EXERCISE DIRECTIONS ▸ Begin at the line with "133L131 102L91 100L60" and return each line through the final one of the listing below, exactly as written.

SUPPLIED DATA ▸
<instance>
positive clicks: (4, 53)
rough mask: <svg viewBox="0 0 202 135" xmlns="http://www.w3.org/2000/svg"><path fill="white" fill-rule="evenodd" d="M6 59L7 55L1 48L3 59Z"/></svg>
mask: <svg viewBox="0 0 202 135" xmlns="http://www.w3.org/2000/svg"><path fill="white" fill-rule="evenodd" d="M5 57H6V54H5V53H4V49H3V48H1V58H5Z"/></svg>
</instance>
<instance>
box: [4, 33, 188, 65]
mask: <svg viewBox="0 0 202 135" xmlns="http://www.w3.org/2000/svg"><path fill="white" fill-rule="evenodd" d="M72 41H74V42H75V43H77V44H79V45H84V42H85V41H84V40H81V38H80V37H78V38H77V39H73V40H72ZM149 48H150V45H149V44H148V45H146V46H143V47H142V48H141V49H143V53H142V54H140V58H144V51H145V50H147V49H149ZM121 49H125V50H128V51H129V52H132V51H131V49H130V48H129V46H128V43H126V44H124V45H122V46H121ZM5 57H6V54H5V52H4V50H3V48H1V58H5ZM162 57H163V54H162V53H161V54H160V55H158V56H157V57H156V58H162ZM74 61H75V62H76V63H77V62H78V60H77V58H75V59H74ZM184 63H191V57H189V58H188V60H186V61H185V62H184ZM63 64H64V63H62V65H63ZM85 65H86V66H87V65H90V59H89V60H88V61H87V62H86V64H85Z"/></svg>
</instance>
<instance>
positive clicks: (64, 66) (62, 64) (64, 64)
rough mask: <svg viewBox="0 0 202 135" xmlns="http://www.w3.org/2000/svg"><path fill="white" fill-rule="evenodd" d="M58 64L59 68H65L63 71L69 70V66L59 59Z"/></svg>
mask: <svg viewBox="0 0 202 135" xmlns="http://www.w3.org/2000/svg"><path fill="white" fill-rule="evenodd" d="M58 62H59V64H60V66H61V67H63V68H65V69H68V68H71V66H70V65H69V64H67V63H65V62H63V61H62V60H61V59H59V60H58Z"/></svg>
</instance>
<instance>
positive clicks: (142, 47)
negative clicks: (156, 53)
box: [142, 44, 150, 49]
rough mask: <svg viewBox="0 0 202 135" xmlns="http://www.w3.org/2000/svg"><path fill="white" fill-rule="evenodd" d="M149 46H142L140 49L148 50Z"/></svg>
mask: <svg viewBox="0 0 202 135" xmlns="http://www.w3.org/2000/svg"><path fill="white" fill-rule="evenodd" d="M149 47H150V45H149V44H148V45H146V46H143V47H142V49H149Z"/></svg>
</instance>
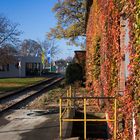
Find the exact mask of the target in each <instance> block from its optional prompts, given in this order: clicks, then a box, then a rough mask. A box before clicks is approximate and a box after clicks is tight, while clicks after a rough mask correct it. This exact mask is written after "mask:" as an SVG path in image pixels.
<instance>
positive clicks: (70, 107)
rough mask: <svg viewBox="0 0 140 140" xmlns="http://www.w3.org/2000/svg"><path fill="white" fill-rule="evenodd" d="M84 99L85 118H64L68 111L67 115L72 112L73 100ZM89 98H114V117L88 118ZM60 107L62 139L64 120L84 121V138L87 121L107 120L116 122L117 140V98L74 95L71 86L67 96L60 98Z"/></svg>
mask: <svg viewBox="0 0 140 140" xmlns="http://www.w3.org/2000/svg"><path fill="white" fill-rule="evenodd" d="M81 99H83V102H84V119H71V118H64V116H65V113H66V112H67V114H66V115H67V117H68V114H69V113H70V109H72V101H73V100H81ZM87 99H98V100H99V99H104V100H105V99H107V100H108V99H109V100H110V99H113V100H114V118H113V119H87V118H86V112H87V111H86V103H87ZM63 100H67V106H66V107H65V108H64V111H63V112H62V101H63ZM59 103H60V104H59V107H60V114H59V119H60V134H59V135H60V139H62V122H75V121H76V122H81V121H82V122H84V140H86V135H87V134H86V123H87V122H93V121H95V122H97V121H98V122H101V121H106V122H114V135H113V137H114V140H116V108H117V100H116V98H115V97H73V96H72V92H71V87H70V88H69V90H68V91H67V97H61V98H60V99H59Z"/></svg>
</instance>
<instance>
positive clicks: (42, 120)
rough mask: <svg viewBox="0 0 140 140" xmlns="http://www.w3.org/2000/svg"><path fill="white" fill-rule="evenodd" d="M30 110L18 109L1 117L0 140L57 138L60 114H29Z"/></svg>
mask: <svg viewBox="0 0 140 140" xmlns="http://www.w3.org/2000/svg"><path fill="white" fill-rule="evenodd" d="M29 112H31V111H30V110H17V111H14V112H13V113H12V114H9V115H7V116H5V117H0V122H1V123H0V140H57V139H58V137H59V119H58V118H59V114H58V113H55V114H46V115H42V116H28V115H27V114H28V113H29Z"/></svg>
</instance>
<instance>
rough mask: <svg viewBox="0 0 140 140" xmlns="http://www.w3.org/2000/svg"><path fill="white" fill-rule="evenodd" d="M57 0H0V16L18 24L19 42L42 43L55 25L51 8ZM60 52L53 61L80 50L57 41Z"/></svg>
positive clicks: (55, 57) (65, 43)
mask: <svg viewBox="0 0 140 140" xmlns="http://www.w3.org/2000/svg"><path fill="white" fill-rule="evenodd" d="M57 1H58V0H0V14H2V15H4V16H6V17H7V18H8V19H10V20H11V22H14V23H18V24H19V26H18V30H21V31H22V32H23V34H22V35H21V36H20V39H21V40H24V39H33V40H36V41H38V40H40V41H43V40H44V39H45V35H46V33H47V32H49V31H50V28H52V27H54V26H55V25H56V22H57V20H56V18H55V14H54V13H53V12H52V8H53V6H54V5H55V3H56V2H57ZM56 44H57V45H58V49H59V50H60V51H59V53H58V55H57V56H55V59H61V58H67V57H68V56H73V55H74V50H79V49H80V48H78V47H75V46H67V45H66V41H65V40H57V41H56Z"/></svg>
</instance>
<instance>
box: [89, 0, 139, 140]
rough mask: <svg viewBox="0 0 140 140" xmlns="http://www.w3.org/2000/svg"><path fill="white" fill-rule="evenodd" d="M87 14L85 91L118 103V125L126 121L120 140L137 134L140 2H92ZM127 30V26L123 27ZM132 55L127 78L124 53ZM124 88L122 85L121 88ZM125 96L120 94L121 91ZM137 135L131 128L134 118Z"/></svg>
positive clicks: (100, 1)
mask: <svg viewBox="0 0 140 140" xmlns="http://www.w3.org/2000/svg"><path fill="white" fill-rule="evenodd" d="M90 6H91V7H90V8H89V7H88V9H90V10H89V11H88V20H87V32H86V34H87V44H86V45H87V46H86V47H87V48H86V78H87V81H86V87H87V89H88V90H89V91H91V90H92V91H93V92H92V93H93V94H94V96H101V95H103V96H115V97H117V99H118V104H117V105H118V110H117V114H118V123H119V121H120V120H121V119H123V120H124V125H123V127H124V128H123V130H122V131H121V132H120V131H119V126H118V128H117V129H118V131H117V132H118V134H117V137H118V139H132V136H134V135H136V137H137V138H138V137H139V134H138V122H137V113H138V108H139V106H140V98H139V96H140V0H93V3H92V5H90ZM122 20H124V21H126V20H127V21H128V22H129V26H128V28H129V39H130V42H129V45H128V46H127V48H126V46H125V43H124V41H125V39H124V36H125V32H126V31H125V30H124V27H123V25H122V24H121V22H122ZM124 26H125V25H124ZM126 52H129V59H130V64H129V65H128V69H129V73H130V74H129V76H128V77H126V78H125V77H123V75H124V74H125V66H124V65H125V61H126V60H125V53H126ZM122 84H123V85H122ZM122 89H123V91H122V93H120V92H118V91H119V90H122ZM133 113H134V114H135V115H134V119H135V121H136V131H137V132H136V133H135V134H134V131H133V129H135V128H134V126H132V114H133Z"/></svg>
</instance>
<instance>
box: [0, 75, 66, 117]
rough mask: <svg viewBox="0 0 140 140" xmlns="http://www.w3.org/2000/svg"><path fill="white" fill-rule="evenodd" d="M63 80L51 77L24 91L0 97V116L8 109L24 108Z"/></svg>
mask: <svg viewBox="0 0 140 140" xmlns="http://www.w3.org/2000/svg"><path fill="white" fill-rule="evenodd" d="M63 79H64V78H63V77H62V76H57V77H53V78H50V79H48V80H46V81H43V82H42V83H38V84H36V85H33V86H30V87H28V88H26V89H24V90H21V91H18V92H15V93H13V94H10V95H6V96H4V97H0V115H3V114H4V113H6V112H7V111H9V110H10V109H16V108H22V107H24V106H26V105H27V104H28V103H30V102H31V101H33V100H34V99H35V98H37V97H39V96H40V95H42V94H43V93H44V92H46V91H47V90H49V89H50V88H52V87H53V86H54V85H56V84H57V83H58V82H60V81H61V80H63Z"/></svg>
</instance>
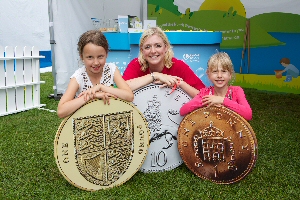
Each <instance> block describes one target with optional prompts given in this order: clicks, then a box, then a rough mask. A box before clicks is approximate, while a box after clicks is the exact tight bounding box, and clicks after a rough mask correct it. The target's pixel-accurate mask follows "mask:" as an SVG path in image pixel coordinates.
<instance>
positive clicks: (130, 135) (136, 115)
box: [54, 99, 150, 191]
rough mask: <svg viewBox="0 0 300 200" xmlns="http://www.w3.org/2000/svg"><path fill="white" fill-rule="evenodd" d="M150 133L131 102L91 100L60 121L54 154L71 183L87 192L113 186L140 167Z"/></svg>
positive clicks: (143, 155) (64, 174)
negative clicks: (107, 102) (75, 111)
mask: <svg viewBox="0 0 300 200" xmlns="http://www.w3.org/2000/svg"><path fill="white" fill-rule="evenodd" d="M149 135H150V131H149V129H148V124H147V122H146V120H145V118H144V117H143V115H142V113H140V112H139V110H138V109H136V107H135V106H134V105H133V104H132V103H129V102H126V101H123V100H120V99H117V100H115V99H110V105H107V104H106V105H104V103H103V101H102V100H92V101H89V102H88V103H87V104H85V105H84V106H82V107H81V108H80V109H78V110H77V111H76V112H75V113H73V114H72V115H70V116H69V117H67V118H65V119H64V120H63V121H62V123H61V124H60V126H59V128H58V131H57V133H56V136H55V140H54V157H55V159H56V164H57V166H58V168H59V170H60V172H61V174H62V175H63V176H64V178H65V179H66V180H67V181H69V182H70V183H71V184H72V185H74V186H76V187H78V188H80V189H83V190H88V191H95V190H100V189H107V188H112V187H115V186H119V185H121V184H123V183H124V182H126V181H127V180H129V179H130V178H131V177H132V176H133V175H134V174H135V173H136V172H137V171H138V170H139V169H140V167H141V165H142V164H143V162H144V160H145V157H146V155H147V149H148V146H149Z"/></svg>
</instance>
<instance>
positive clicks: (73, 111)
mask: <svg viewBox="0 0 300 200" xmlns="http://www.w3.org/2000/svg"><path fill="white" fill-rule="evenodd" d="M78 89H79V85H78V83H77V81H76V79H75V78H71V79H70V83H69V85H68V88H67V90H66V92H65V93H64V95H63V96H62V97H61V99H60V101H59V103H58V106H57V115H58V117H60V118H64V117H67V116H69V115H70V114H72V113H74V112H75V111H76V110H77V109H78V108H80V107H81V106H82V105H84V104H85V103H86V101H85V100H84V97H83V96H81V97H79V98H75V99H74V97H75V95H76V92H77V90H78Z"/></svg>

WRITTEN RESPONSE ▸
rough mask: <svg viewBox="0 0 300 200" xmlns="http://www.w3.org/2000/svg"><path fill="white" fill-rule="evenodd" d="M150 133L131 102L91 100L60 121L54 154L71 183L87 192L113 186L140 167Z"/></svg>
positive clicks: (143, 155) (64, 174)
negative clicks: (107, 102) (75, 111)
mask: <svg viewBox="0 0 300 200" xmlns="http://www.w3.org/2000/svg"><path fill="white" fill-rule="evenodd" d="M149 135H150V131H149V129H148V124H147V122H146V120H145V118H144V117H143V115H142V113H140V112H139V110H138V109H136V107H135V106H134V105H133V104H132V103H129V102H126V101H123V100H120V99H117V100H115V99H110V105H107V104H106V105H104V103H103V101H102V100H92V101H89V102H88V103H87V104H85V105H84V106H82V107H81V108H80V109H78V110H77V111H76V112H75V113H73V114H72V115H70V116H69V117H67V118H65V119H64V120H63V121H62V123H61V124H60V126H59V128H58V131H57V133H56V136H55V140H54V157H55V159H56V164H57V166H58V168H59V170H60V172H61V174H62V175H63V176H64V178H65V179H66V180H67V181H69V182H70V183H71V184H72V185H74V186H76V187H78V188H80V189H83V190H88V191H95V190H100V189H107V188H112V187H115V186H119V185H121V184H123V183H124V182H126V181H127V180H129V179H130V178H131V177H132V176H133V175H134V174H135V173H136V172H137V171H138V170H139V169H140V167H141V165H142V164H143V162H144V160H145V157H146V155H147V149H148V146H149Z"/></svg>
</instance>
<instance>
positive clicks: (73, 111)
mask: <svg viewBox="0 0 300 200" xmlns="http://www.w3.org/2000/svg"><path fill="white" fill-rule="evenodd" d="M78 89H79V85H78V83H77V81H76V79H75V78H71V79H70V83H69V85H68V88H67V90H66V92H65V93H64V95H63V96H62V97H61V99H60V101H59V103H58V106H57V115H58V117H60V118H64V117H67V116H69V115H70V114H72V113H74V112H75V111H76V110H77V109H78V108H80V107H81V106H82V105H84V104H85V103H86V101H85V100H84V97H83V96H81V97H79V98H75V99H74V97H75V95H76V92H77V90H78Z"/></svg>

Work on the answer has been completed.